Extract each line of the entries below word for word, leaving the pictures out of your answer.

[Some entries]
==================================================
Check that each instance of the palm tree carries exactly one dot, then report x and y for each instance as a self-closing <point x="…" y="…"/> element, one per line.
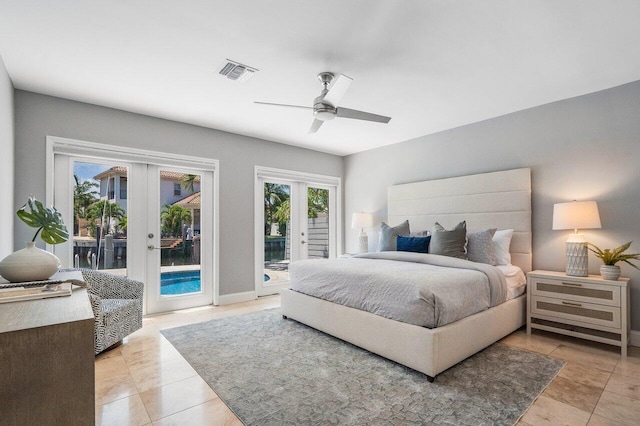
<point x="172" y="218"/>
<point x="187" y="182"/>
<point x="317" y="202"/>
<point x="84" y="194"/>
<point x="274" y="195"/>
==================================================
**Correct response:**
Check that each instance of the palm tree carries exactly one dot, then report x and y for each instance as a self-closing <point x="…" y="…"/> element, one per line.
<point x="172" y="218"/>
<point x="187" y="182"/>
<point x="317" y="202"/>
<point x="84" y="194"/>
<point x="274" y="195"/>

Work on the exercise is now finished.